**WHAT NEEDS TO BE DONE**
Would you output the following records verbatim and skip the images in them?

**DATA SUPPLIED**
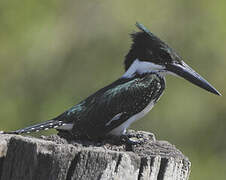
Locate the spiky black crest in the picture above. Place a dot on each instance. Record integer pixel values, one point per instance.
(148, 47)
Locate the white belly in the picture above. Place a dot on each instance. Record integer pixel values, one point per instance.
(122, 128)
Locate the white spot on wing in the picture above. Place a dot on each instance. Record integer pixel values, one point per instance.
(122, 128)
(65, 126)
(116, 117)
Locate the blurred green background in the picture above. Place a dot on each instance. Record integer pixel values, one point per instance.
(55, 53)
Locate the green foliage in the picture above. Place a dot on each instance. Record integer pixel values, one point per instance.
(55, 53)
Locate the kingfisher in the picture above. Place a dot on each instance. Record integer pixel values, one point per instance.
(112, 109)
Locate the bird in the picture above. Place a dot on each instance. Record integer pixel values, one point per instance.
(112, 109)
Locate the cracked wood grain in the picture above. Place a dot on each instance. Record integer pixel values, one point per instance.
(53, 158)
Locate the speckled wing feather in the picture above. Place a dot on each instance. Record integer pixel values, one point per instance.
(127, 97)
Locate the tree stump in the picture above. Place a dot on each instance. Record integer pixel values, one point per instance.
(53, 158)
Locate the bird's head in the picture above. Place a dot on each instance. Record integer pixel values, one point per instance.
(148, 54)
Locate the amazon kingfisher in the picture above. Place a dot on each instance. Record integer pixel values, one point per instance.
(112, 109)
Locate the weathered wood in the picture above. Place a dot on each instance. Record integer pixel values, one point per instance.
(53, 158)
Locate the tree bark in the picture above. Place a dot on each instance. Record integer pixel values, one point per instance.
(53, 158)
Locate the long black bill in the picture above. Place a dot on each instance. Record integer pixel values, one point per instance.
(183, 70)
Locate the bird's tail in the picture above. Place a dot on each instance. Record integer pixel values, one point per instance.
(37, 127)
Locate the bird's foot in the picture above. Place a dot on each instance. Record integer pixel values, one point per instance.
(131, 140)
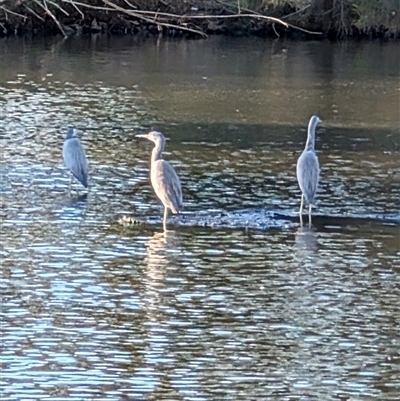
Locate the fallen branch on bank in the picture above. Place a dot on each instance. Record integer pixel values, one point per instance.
(181, 22)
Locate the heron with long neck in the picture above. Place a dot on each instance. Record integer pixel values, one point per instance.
(308, 169)
(165, 181)
(75, 158)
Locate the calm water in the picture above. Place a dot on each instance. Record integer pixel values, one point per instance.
(93, 310)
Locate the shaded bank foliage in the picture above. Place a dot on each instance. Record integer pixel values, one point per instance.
(291, 18)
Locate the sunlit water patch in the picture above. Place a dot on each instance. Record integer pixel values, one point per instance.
(92, 309)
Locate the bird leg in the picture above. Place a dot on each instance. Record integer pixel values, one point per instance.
(165, 218)
(301, 204)
(70, 183)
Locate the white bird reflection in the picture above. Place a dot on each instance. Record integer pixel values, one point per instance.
(306, 246)
(163, 352)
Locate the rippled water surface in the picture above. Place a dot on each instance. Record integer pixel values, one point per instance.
(95, 310)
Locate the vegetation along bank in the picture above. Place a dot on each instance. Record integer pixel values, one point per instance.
(302, 19)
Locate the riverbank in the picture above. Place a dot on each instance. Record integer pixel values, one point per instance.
(298, 19)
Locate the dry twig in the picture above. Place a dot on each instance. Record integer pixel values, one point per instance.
(6, 10)
(50, 14)
(153, 21)
(33, 12)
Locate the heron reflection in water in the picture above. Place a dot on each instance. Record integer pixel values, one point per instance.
(308, 170)
(165, 181)
(75, 158)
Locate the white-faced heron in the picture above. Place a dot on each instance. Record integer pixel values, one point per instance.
(75, 158)
(164, 179)
(308, 169)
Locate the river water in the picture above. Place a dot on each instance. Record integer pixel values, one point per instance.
(95, 310)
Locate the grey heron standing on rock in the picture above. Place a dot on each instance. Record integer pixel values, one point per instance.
(165, 181)
(308, 169)
(75, 158)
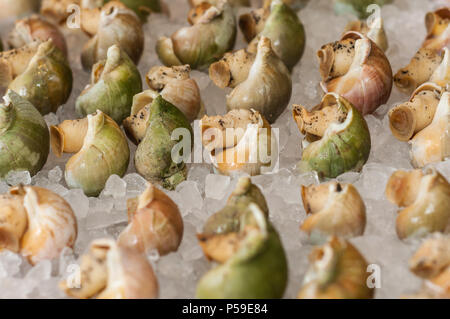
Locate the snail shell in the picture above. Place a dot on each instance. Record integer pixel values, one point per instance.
(114, 82)
(337, 137)
(212, 34)
(111, 271)
(154, 223)
(47, 80)
(425, 197)
(24, 137)
(232, 69)
(337, 271)
(36, 223)
(153, 157)
(117, 25)
(431, 62)
(15, 62)
(104, 151)
(240, 141)
(281, 25)
(176, 87)
(425, 66)
(136, 124)
(357, 69)
(432, 144)
(438, 29)
(252, 261)
(432, 262)
(333, 209)
(35, 28)
(268, 86)
(226, 220)
(408, 118)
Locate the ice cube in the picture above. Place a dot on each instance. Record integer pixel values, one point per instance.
(14, 178)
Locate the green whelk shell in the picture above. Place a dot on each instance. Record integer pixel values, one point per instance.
(344, 146)
(153, 158)
(286, 33)
(258, 268)
(114, 82)
(143, 7)
(104, 152)
(47, 80)
(202, 43)
(24, 136)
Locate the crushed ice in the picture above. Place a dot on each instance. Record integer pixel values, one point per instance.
(204, 193)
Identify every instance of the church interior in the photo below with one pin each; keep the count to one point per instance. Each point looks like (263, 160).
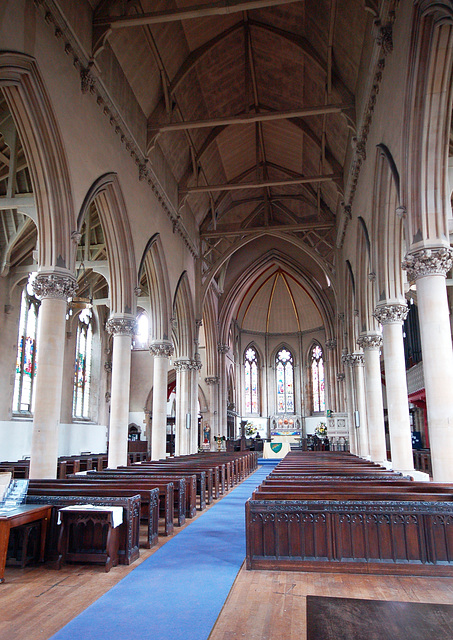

**TASK RESULT**
Locate the spiky black crest in the picture above. Place a dot on each instance. Record integer pixel values, one point per instance.
(148, 47)
Locate the white belly in the picture above. Place a dot on each instance. Record integer pixel values, one point per instance.
(122, 128)
Locate the white spot on wing in the picture above. Place a dot on each instance. Record integer pixel values, one point per instance.
(122, 128)
(65, 126)
(116, 117)
Locate the blurred green background in the picture above. Place a dot on each instance. Record integer pixel values, one point per instance.
(55, 53)
Locate the green foliage in the picture above. Place a dot on each instance. Record integer pixel values, one point per instance.
(55, 53)
Locate the kingfisher in the picture above. Place a dot on each instance. Record integer pixel values, one point per instance.
(112, 109)
Locate the bird in the picture above. Place a dot on each instance. Record integer pixel values, one point per instance.
(112, 109)
Locate the cracked wood grain in the picture above. Place a dot on each instance. Record integer pixel values, one point per instance.
(53, 158)
Locate the speckled wing feather in the picture above. Place a dot on each instance. Record integer pixel values, one point per instance.
(127, 97)
Locate the tree stump in the picture above. Place a dot on each instance. Record integer pixel values, one point per instance.
(53, 158)
Locate the bird's head in the picture above. Place a dot on each instance. Record integer pixel values, one point per instance.
(148, 54)
Locate the amazon kingfisher in the picture above. Place a dot on each instance. Record integer pixel values, one point per instance.
(112, 109)
Locate the weathered wood in the picture above. Place a dot on each instance. Record integer pixel values, one point per instance.
(53, 158)
Locate the tree bark in the picture above. Place a dot on each instance. Record integer pixel values, one point per instance.
(53, 158)
Locate the long black bill in the picture above. Place a dot on each instance. Record integer pixel values, one point per instance.
(183, 70)
Locate the bird's tail in the picture above. Place a dot on each instance. Record integer pixel values, one point per instance.
(37, 127)
Locate the bird's foot in the picture above. Place a dot on each instance. Record integer pixel values, one point per instance.
(131, 140)
Locate the fallen branch on bank in the picture above. Place a dot on each instance. Record integer pixel values, one point per instance.
(181, 22)
Locate the heron with long neck in the picture above. Place a dot on each instance. Record integer pixel values, one point per instance.
(308, 169)
(165, 181)
(75, 158)
Locate the calm water in the picture above. Place a dot on each instance. Record integer pixel values, one point per instance.
(93, 310)
Locate the shaded bank foliage in the picture above. Place a dot on each instance. Record integer pixel values, one point per instance.
(291, 18)
Locate the sunlit water patch in the picture above. Place a dot on each instance. Record integer pixel values, one point per instance.
(92, 309)
Locate the bird leg in the picture above. Place a dot on each instance. Record integer pixel values, one point per instance.
(165, 218)
(301, 204)
(70, 183)
Locate the white bird reflection in the picture above. Place a dot on each instance. Record integer pixel values, one point per instance.
(306, 246)
(163, 352)
Locate the rippled water surface in the picture above. Place a dot on each instance. Record integer pixel values, one point per instance.
(95, 310)
Locate the vegetation along bank in the picture above. Place a dot on each instance. Record integer pixel values, one point per instance.
(302, 19)
Locate the riverbank in the picture above. Place a dot on each instance. Record integer pixel values, one point per instance.
(298, 19)
Locate the dry twig in the picture above. Place a dot on each instance. Record integer pixel values, one point per instance.
(6, 10)
(50, 14)
(153, 21)
(33, 12)
Locate the heron reflection in water in the picture above. Place a dot on each instance. Record integer pixel values, one point per instance.
(308, 170)
(165, 181)
(75, 158)
Locate the white-faced heron in the picture above. Place a dot on each instance. Record integer pixel values, one point per instance.
(75, 158)
(164, 179)
(308, 169)
Locate the river water in the picture above. Place a dot on each instance. Record integer pixel values, one point per instance.
(95, 310)
Locate the grey heron standing on rock in the picture above. Place a dot on each instance. Record integer pixel values, one point per instance.
(165, 181)
(308, 169)
(75, 158)
Locate the snail shell in the picture above. Place a dot on each instance. Record integer pixel values, one point per instance.
(114, 82)
(337, 137)
(212, 34)
(111, 271)
(154, 223)
(47, 80)
(425, 197)
(24, 137)
(232, 69)
(337, 271)
(36, 223)
(153, 157)
(117, 25)
(431, 62)
(15, 62)
(104, 151)
(240, 141)
(281, 25)
(176, 87)
(425, 66)
(136, 124)
(357, 69)
(432, 144)
(438, 29)
(252, 261)
(432, 262)
(333, 209)
(35, 28)
(268, 86)
(226, 220)
(408, 118)
Locate the ice cube in the picture above. Place a dot on each instance. Record integer pixel values, one point per instance.
(14, 178)
Locate the green whelk shell in the picture above. Place a dot on each instance. Record integer pixel values, one point per instance.
(344, 146)
(153, 158)
(286, 33)
(258, 268)
(114, 82)
(143, 7)
(104, 152)
(47, 80)
(202, 43)
(24, 136)
Locate the crushed ice in the picture above. Place a dot on each instance. Record integer pixel values, one point per instance.
(204, 193)
Identify every instance of the church interior in the photo below with one pin each; keep the count to one point per instance. Each point looks like (263, 160).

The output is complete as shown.